_Set task_: Produce the listing below again, exactly as shown.
◆ ◆ ◆ ◆ ◆
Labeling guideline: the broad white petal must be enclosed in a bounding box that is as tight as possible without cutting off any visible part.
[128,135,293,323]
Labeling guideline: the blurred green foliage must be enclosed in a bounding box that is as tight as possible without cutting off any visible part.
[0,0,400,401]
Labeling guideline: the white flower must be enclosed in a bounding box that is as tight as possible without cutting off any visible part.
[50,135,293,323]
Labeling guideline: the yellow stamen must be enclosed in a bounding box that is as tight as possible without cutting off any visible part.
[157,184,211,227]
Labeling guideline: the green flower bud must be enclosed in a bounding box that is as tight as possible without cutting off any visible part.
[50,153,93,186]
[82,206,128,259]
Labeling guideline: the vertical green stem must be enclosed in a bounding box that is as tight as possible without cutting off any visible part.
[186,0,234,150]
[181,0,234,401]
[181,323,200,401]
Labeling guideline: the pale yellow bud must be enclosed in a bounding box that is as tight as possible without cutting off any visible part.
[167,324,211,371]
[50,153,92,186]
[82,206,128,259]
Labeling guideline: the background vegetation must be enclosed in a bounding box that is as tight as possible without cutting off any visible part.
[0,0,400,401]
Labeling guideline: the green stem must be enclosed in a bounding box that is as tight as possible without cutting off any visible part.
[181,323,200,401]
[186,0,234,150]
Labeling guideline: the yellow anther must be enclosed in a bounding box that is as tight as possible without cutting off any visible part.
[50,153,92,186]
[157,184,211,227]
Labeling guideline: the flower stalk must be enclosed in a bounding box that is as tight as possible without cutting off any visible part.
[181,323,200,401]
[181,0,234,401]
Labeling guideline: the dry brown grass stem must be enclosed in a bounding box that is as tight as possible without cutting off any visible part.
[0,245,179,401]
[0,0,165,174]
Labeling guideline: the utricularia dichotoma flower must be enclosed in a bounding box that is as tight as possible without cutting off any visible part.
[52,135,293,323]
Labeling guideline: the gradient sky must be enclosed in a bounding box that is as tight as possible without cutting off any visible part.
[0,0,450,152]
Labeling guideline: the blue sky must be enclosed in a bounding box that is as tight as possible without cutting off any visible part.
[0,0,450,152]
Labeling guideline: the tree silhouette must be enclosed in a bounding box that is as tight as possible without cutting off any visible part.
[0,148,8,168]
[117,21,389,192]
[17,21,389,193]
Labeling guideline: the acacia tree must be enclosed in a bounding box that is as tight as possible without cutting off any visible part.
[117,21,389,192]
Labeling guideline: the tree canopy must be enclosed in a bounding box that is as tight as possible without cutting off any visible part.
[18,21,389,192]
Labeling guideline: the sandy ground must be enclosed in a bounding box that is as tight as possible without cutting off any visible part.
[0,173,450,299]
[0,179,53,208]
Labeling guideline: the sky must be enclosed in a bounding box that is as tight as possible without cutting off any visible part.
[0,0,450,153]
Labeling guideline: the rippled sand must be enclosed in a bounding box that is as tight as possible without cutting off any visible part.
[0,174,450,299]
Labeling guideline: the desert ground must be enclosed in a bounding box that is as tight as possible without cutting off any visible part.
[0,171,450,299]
◆ ◆ ◆ ◆ ◆
_Solution for this task_:
Labeling guideline: the broad white petal must be enclosed in a bounding box that is as tight as possible without cutting off any visible part.
[128,135,293,323]
Labeling guideline: the blurred green foliage must be enclosed in a bounding box that is as tight as possible without cutting off any visible part.
[0,0,400,401]
Labeling guideline: the white flower must be enclosed in a bounding box that is as tight as possible without cutting off any visible part.
[50,135,293,323]
Labeling guideline: the yellow stamen must be enclosed in a bounding box that is as tight as possible without cutting off any visible part.
[157,184,211,227]
Labeling guideline: the green flower bud must be enclosed in a bounding box that is as tight as possible without cutting off any visible part.
[50,153,93,186]
[82,206,128,259]
Labeling guideline: the vertical green stem must be enclosed in a bounding box that is as tight as possible without cutting off any visible part.
[186,0,234,150]
[181,0,234,401]
[181,323,200,401]
Labeling guideline: the pale yellow bud must be enclosed in a bounding box that is as tight as possible without cutting off any visible part.
[167,324,211,371]
[50,153,92,186]
[82,206,128,259]
Labeling guideline: the background vegetation must be enclosed in a bounding box that is as tight as possible without cutting off any visible part.
[0,0,400,401]
Labeling guideline: the green stem must be enclosed in a bounding box that is as tight as possible without cutting off any visible part.
[181,323,200,401]
[186,0,234,150]
Labeling guideline: the yellow anther must be enclosed in a bounding box that is as tight as possible without cutting off any visible part.
[50,153,92,186]
[157,184,211,227]
Labeling guideline: the flower stalk must be enclosed in a bounding box that is as tight as possible without cutting off any visible part.
[181,323,200,401]
[181,0,234,401]
Labeling guideline: the dry brown grass stem must be enclosed in a bounding box that is as tight as possible without cutting off any visible part.
[0,245,179,401]
[0,0,165,174]
Labeling guideline: the utricularia dichotoma flower must be enclosed in a bounding box that is as tight as possible without cutting off any visible part.
[52,135,293,323]
Labeling guideline: the gradient sky must be enclosed in a bounding box that is as tight as possible without cutting off any visible part.
[0,0,450,152]
Labeling guideline: the blue sky must be enclosed in a bounding box that is as tight as possible without cutting off any visible part.
[0,0,450,152]
Labeling guideline: the tree silhouette must be enclosed in a bounding box that is as tight as possible without cutting off any visible part.
[0,148,8,168]
[117,21,389,192]
[17,21,389,193]
Labeling guideline: the acacia tree must be enclosed in a bounding box that is as tight as possible without cutting off any visible part.
[117,21,389,192]
Labeling guideline: the tree canopy must be enclosed in a bounding box that is as tight as possible without cutting off any visible part.
[18,21,389,192]
Labeling guideline: the sandy ground must be enclosed in a bounding box that is as tight as possible without cutting off any visible part.
[0,173,450,299]
[0,179,53,208]
Labeling guideline: the sky must be enclosed in a bounding box that is as tight as possible without cutting off any visible part.
[0,0,450,153]
Labeling guideline: the rippled sand must be enclosed in a bounding box that is as tight as possible without cutting off any visible part.
[0,174,450,299]
Labeling guideline: the desert ground must be enclosed in a bounding box that is as tight as possible without cutting off any visible part.
[0,171,450,299]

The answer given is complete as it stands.